→ EXCERPTED PASSAGE
┄┄┄┄┄┄┄┄┄┄┄┄┄┄┄┄┄┄┄┄

Soprano Marni Nixon recently passed away at 86, following complications from breast cancer. Her name might not spark instant recognition as in the case of Maria Callas or Renée Fleming but, unless you have never been appraised of the great mid-century big Hollywood productions, you surely have heard her singing voice.
Nixon dubbed the likes of Deborah Kerr in The King and I, Natalie Wood in West Side Story, and Audrey Hepburn in My Fair Lady. Those ghost roles got her recognition from Time magazine, which decided to nickname her The Ghostest of the Mostest–a bad rhyme that, however, managed to stick. She also starred as Sister Sophia in The Sound of Music, sadly her only movie role.
Her talents were not only confined behind the curtains of grand Hollywood movies. Blessed with a perfect pitch, she even recorded works by Igor Stravinsky, Schoenberg, and Gershwin among others.
Let’s have a look at her most interesting performances.

┄┄┄┄┄┄┄┄┄┄┄┄┄┄┄┄┄┄┄┄

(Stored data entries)
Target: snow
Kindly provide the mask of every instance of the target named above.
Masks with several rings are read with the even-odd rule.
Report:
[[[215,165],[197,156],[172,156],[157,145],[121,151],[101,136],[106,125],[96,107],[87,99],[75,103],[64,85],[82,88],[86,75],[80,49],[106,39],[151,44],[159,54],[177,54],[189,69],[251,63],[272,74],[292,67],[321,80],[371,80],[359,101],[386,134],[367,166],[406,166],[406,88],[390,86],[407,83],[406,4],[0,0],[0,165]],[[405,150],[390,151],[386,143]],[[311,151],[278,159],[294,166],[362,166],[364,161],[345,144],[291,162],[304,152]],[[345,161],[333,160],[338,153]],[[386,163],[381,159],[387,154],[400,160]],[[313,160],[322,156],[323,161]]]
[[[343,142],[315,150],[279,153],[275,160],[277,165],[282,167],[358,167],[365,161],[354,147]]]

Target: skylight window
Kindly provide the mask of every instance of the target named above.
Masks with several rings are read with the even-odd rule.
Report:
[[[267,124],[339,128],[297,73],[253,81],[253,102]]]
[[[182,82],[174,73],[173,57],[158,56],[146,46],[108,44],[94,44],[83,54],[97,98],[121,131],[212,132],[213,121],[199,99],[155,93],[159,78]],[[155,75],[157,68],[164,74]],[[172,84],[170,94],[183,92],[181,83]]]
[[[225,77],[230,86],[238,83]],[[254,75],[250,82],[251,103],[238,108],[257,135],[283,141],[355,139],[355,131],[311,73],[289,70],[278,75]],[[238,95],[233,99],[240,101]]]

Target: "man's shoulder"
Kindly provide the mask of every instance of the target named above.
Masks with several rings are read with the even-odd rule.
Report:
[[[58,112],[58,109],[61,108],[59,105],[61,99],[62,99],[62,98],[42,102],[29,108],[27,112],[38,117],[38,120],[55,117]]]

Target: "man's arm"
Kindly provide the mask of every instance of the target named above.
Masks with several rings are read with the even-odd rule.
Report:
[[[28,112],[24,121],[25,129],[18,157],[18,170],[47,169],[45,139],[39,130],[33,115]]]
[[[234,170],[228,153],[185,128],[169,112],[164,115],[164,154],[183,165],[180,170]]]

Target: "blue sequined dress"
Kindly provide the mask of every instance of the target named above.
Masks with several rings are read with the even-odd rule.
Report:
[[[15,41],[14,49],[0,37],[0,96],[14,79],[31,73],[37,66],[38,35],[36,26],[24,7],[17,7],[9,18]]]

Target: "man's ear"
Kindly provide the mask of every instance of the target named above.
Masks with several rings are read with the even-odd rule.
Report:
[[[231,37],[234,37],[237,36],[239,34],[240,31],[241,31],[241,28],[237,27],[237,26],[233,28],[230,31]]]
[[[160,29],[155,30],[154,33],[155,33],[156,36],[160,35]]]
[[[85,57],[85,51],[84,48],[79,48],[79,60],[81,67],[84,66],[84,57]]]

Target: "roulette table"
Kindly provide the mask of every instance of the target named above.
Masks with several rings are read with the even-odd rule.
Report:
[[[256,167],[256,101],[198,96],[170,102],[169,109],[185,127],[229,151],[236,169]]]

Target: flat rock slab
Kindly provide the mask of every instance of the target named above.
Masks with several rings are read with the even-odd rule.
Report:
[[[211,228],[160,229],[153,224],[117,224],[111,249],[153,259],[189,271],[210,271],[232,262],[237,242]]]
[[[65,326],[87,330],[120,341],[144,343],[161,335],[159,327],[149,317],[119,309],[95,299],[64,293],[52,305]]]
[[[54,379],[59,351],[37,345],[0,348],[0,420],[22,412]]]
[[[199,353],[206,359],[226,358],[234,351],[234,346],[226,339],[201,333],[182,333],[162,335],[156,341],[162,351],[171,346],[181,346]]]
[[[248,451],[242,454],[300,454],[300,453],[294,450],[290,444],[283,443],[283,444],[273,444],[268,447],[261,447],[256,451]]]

┄┄┄┄┄┄┄┄┄┄┄┄┄┄┄┄┄┄┄┄

→ STUDY QUESTIONS
a – Reproduce word for word the part of the Marni Nixon piece from "Soprano Marni Nixon" to "her singing voice.".
b – According to the Marni Nixon piece, what nickname did Time magazine give her?
The rows play no part in this.

→ ANSWERS FOR THE EXERCISE
a –
Soprano Marni Nixon recently passed away at 86, following complications from breast cancer. Her name might not spark instant recognition as in the case of Maria Callas or Renée Fleming but, unless you have never been appraised of the great mid-century big Hollywood productions, you surely have heard her singing voice.

b – The Ghostest of the Mostest